Please list every line in the rows below that contains the string "window". Letter case counts.

> _Collected data entries_:
- - - -
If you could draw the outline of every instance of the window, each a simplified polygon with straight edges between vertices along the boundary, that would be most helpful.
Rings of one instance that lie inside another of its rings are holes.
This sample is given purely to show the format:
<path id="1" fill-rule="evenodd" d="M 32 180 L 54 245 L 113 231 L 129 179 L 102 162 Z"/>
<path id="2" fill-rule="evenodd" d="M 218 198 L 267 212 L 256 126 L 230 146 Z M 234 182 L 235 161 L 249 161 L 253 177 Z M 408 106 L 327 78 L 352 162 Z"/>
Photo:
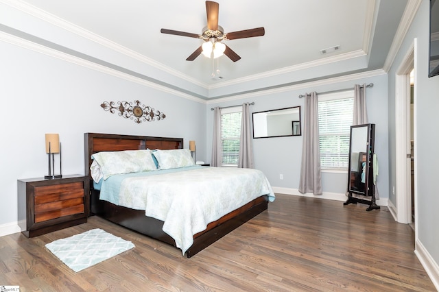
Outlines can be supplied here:
<path id="1" fill-rule="evenodd" d="M 242 106 L 221 110 L 222 165 L 238 166 Z"/>
<path id="2" fill-rule="evenodd" d="M 318 131 L 322 169 L 347 169 L 353 120 L 353 90 L 318 97 Z"/>

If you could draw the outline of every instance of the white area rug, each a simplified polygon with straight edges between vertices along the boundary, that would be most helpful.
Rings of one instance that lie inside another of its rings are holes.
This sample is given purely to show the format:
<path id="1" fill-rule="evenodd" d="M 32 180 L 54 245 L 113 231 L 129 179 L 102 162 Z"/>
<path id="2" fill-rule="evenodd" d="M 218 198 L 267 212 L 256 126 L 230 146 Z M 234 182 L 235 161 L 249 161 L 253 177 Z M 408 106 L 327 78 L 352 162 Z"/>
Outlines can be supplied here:
<path id="1" fill-rule="evenodd" d="M 46 245 L 52 254 L 76 272 L 134 247 L 131 241 L 97 228 Z"/>

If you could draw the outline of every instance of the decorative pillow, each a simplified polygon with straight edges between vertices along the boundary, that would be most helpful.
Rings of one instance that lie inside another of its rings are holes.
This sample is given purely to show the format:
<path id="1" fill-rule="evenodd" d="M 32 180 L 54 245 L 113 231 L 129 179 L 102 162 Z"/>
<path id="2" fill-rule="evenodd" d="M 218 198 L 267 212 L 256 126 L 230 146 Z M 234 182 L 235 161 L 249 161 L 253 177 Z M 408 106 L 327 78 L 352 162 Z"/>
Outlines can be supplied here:
<path id="1" fill-rule="evenodd" d="M 104 180 L 115 174 L 157 169 L 150 150 L 104 151 L 91 156 L 99 165 Z M 95 169 L 91 169 L 96 171 Z"/>
<path id="2" fill-rule="evenodd" d="M 195 165 L 189 149 L 157 149 L 152 155 L 157 159 L 160 169 L 178 169 Z"/>

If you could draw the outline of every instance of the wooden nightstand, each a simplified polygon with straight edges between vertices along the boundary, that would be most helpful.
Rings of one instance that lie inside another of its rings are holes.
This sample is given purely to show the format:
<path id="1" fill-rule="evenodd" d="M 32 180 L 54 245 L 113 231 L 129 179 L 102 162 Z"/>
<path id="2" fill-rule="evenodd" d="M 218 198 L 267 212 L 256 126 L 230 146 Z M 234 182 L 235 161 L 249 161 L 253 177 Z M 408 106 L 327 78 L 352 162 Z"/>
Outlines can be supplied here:
<path id="1" fill-rule="evenodd" d="M 19 225 L 27 237 L 87 221 L 89 180 L 80 175 L 18 180 Z"/>

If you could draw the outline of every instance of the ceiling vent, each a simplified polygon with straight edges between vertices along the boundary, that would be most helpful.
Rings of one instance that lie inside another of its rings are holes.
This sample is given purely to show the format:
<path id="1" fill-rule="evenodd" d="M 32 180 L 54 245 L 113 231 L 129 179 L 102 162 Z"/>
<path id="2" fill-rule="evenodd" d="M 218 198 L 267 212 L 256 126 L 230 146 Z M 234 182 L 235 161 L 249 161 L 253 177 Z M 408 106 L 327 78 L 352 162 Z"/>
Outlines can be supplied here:
<path id="1" fill-rule="evenodd" d="M 334 52 L 335 51 L 338 51 L 340 49 L 340 45 L 337 45 L 337 46 L 331 47 L 330 48 L 321 49 L 320 50 L 320 53 L 322 55 L 324 55 L 325 53 L 332 53 L 332 52 Z"/>

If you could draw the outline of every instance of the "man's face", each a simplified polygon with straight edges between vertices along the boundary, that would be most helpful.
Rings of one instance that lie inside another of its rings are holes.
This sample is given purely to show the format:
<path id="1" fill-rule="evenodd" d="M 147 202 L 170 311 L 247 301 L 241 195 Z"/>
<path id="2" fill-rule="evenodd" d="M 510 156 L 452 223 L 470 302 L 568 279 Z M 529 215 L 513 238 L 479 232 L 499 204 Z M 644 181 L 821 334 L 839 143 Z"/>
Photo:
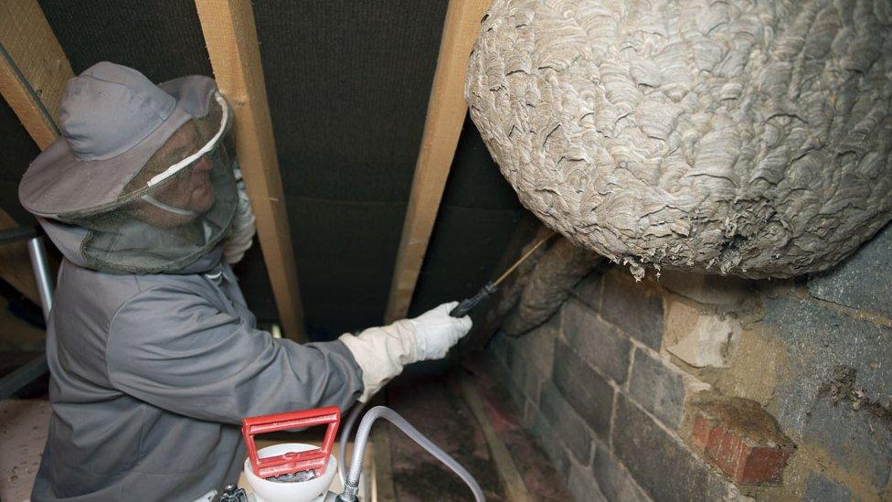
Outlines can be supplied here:
<path id="1" fill-rule="evenodd" d="M 185 123 L 169 140 L 158 149 L 154 157 L 170 159 L 173 165 L 197 150 L 203 141 L 191 122 Z M 193 162 L 175 178 L 165 183 L 151 195 L 159 202 L 192 214 L 178 214 L 145 201 L 137 203 L 136 211 L 140 219 L 162 228 L 184 225 L 194 220 L 197 215 L 214 207 L 215 197 L 210 179 L 210 170 L 214 163 L 207 154 Z"/>

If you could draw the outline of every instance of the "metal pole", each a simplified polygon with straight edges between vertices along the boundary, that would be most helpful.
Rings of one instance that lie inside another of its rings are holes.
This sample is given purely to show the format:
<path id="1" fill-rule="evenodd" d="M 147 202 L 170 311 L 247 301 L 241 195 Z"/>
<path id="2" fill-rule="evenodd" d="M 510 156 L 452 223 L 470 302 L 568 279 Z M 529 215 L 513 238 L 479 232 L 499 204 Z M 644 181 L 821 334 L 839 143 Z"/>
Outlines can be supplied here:
<path id="1" fill-rule="evenodd" d="M 36 234 L 32 228 L 21 228 L 13 231 L 4 232 L 0 236 L 0 244 L 15 242 L 24 237 Z M 43 318 L 49 324 L 49 311 L 53 308 L 53 282 L 49 276 L 49 262 L 47 261 L 47 250 L 43 246 L 43 238 L 39 235 L 28 240 L 28 255 L 31 257 L 31 267 L 34 268 L 34 278 L 37 283 L 37 294 L 40 295 L 40 308 L 43 309 Z M 49 370 L 47 364 L 47 355 L 41 354 L 12 373 L 0 379 L 0 400 L 15 394 L 19 389 L 31 383 Z"/>
<path id="2" fill-rule="evenodd" d="M 49 311 L 53 308 L 53 282 L 49 277 L 49 262 L 47 261 L 47 251 L 43 246 L 43 237 L 37 236 L 28 240 L 28 254 L 31 256 L 34 278 L 37 283 L 37 294 L 40 295 L 43 318 L 48 323 Z"/>

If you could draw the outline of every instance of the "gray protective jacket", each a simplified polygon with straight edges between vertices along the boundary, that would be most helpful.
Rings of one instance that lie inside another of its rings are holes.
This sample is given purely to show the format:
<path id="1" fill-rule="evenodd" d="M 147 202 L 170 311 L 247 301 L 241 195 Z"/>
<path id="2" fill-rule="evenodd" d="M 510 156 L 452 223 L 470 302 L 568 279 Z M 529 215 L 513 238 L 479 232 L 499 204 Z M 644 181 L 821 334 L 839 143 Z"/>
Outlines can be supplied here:
<path id="1" fill-rule="evenodd" d="M 341 342 L 255 328 L 218 248 L 179 273 L 83 267 L 82 229 L 42 221 L 66 257 L 47 330 L 53 416 L 32 500 L 194 500 L 235 482 L 243 417 L 352 403 Z"/>

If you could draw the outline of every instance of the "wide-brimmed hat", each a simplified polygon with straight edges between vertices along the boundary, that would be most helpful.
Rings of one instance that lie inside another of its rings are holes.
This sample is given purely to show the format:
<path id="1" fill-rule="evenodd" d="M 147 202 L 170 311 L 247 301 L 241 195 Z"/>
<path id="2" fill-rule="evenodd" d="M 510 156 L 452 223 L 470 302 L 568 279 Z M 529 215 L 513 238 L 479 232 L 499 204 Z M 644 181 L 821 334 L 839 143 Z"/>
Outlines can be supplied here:
<path id="1" fill-rule="evenodd" d="M 91 66 L 65 88 L 62 137 L 28 166 L 18 188 L 22 206 L 48 218 L 114 206 L 180 126 L 207 113 L 215 93 L 214 80 L 200 75 L 155 85 L 131 68 Z"/>

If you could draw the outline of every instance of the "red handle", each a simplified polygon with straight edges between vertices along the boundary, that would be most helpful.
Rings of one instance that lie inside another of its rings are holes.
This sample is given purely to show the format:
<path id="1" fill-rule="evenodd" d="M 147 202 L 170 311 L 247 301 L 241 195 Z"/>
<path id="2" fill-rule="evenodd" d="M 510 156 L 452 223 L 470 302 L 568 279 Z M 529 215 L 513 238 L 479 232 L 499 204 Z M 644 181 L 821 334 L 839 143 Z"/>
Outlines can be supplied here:
<path id="1" fill-rule="evenodd" d="M 245 446 L 248 448 L 248 457 L 251 461 L 251 469 L 258 477 L 263 478 L 292 475 L 311 469 L 318 471 L 317 475 L 322 475 L 325 472 L 325 467 L 328 466 L 328 457 L 332 454 L 332 444 L 334 443 L 334 434 L 337 433 L 337 426 L 340 422 L 341 411 L 336 406 L 248 417 L 242 420 L 241 435 L 245 438 Z M 325 438 L 323 440 L 321 448 L 257 458 L 257 445 L 254 443 L 255 434 L 288 429 L 303 429 L 326 423 L 328 430 L 325 431 Z"/>

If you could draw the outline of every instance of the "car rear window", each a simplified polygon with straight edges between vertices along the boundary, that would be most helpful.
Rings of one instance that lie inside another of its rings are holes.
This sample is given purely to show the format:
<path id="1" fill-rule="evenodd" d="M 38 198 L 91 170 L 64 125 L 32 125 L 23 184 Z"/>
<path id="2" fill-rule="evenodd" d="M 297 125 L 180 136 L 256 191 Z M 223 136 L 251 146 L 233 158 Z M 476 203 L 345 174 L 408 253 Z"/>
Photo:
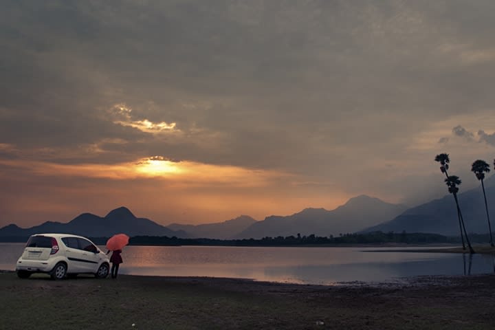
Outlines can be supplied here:
<path id="1" fill-rule="evenodd" d="M 26 246 L 28 248 L 52 248 L 52 237 L 47 236 L 32 236 L 28 241 Z"/>

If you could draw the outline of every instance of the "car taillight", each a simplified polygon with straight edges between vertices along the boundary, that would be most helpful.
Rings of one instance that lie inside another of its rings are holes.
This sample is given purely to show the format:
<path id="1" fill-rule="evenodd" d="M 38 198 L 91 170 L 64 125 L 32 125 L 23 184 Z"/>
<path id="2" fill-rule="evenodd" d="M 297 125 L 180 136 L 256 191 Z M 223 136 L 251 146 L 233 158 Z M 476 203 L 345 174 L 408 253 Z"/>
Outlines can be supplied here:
- - - -
> _Exercise solution_:
If you could draw the outline of every instance of the window, each a simplified polygon with straight edges between vertices along the boundary, that would be most helpful.
If you could draw the outline of every instance of the "car rear window", each a simplified polygon with straight edges between vertices along the boundary, that would be most helpful.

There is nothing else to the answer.